[Begin Supplied material]

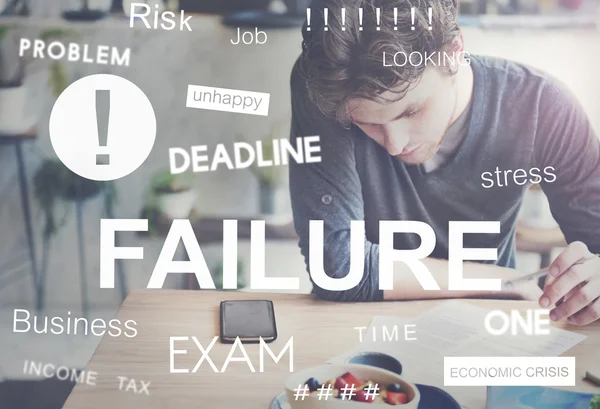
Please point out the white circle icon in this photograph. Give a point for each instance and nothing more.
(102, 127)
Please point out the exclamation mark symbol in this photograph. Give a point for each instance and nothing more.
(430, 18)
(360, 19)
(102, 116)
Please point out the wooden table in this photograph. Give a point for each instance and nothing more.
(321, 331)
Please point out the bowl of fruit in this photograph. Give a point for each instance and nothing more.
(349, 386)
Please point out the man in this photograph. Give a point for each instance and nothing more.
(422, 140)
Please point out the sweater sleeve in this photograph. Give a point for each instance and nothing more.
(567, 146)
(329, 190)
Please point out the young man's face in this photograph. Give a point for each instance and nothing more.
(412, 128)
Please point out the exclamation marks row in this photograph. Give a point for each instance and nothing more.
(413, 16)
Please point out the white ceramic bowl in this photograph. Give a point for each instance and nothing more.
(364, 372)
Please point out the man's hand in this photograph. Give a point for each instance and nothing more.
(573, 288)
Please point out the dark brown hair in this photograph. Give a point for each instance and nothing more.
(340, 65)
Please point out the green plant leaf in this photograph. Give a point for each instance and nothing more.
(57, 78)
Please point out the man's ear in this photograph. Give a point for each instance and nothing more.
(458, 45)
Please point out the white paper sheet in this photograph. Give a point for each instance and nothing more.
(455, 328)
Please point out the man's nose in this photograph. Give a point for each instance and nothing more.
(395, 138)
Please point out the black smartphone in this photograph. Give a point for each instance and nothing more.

[End Supplied material]

[Problem to solve] Return every line of the records above word for word, omitting the pictures.

[Answer for the task]
Please point out the white circle icon in this photograph. Give a point for each instance and nothing more.
(102, 127)
Please point out the exclamation mark symbol in this photograph. Give a point for each instance and nothing more.
(430, 18)
(360, 19)
(102, 116)
Please point out the wooden table in this photograph. Give a point for each instance and nothing more.
(321, 331)
Please point out the bowl of fruit in this photograph. Give a point for each instance and nothing more.
(349, 386)
Please point out the man in this photograph. Give a point for each instance and nothing more.
(422, 140)
Please point out the sweater sleeve in this photograph. Give a point for each instance and nothing more.
(567, 146)
(329, 190)
Please point out the young man's face in this photograph. Give a point for each instance and nothing more.
(412, 128)
Please point out the exclamation marks row in this photograph. Give a point for each instance and nothing more.
(413, 16)
Please point out the white ceramic bowl in this photograph. Give a point for each instance and nothing more.
(364, 372)
Please point out the man's hand in this photograph. Give a point for each instance and nothing more.
(573, 288)
Please point out the dark brown hair in this photograph. Give a point for each instance and nothing more.
(340, 65)
Please point out the green plant leaf in this photograph. Give a point for each instance and nothing more.
(57, 78)
Please point out the man's ear in this photograph. Give a point for each instance and nothing more.
(458, 45)
Please point out the white paper sheet in this photograph. Give a point for each instance and nothing more.
(455, 328)
Please point out the man's nose in this photograph. Give a point for each instance and nothing more.
(395, 138)
Please point out the black smartphone in this photograph. Give a point for each instance and nothing more.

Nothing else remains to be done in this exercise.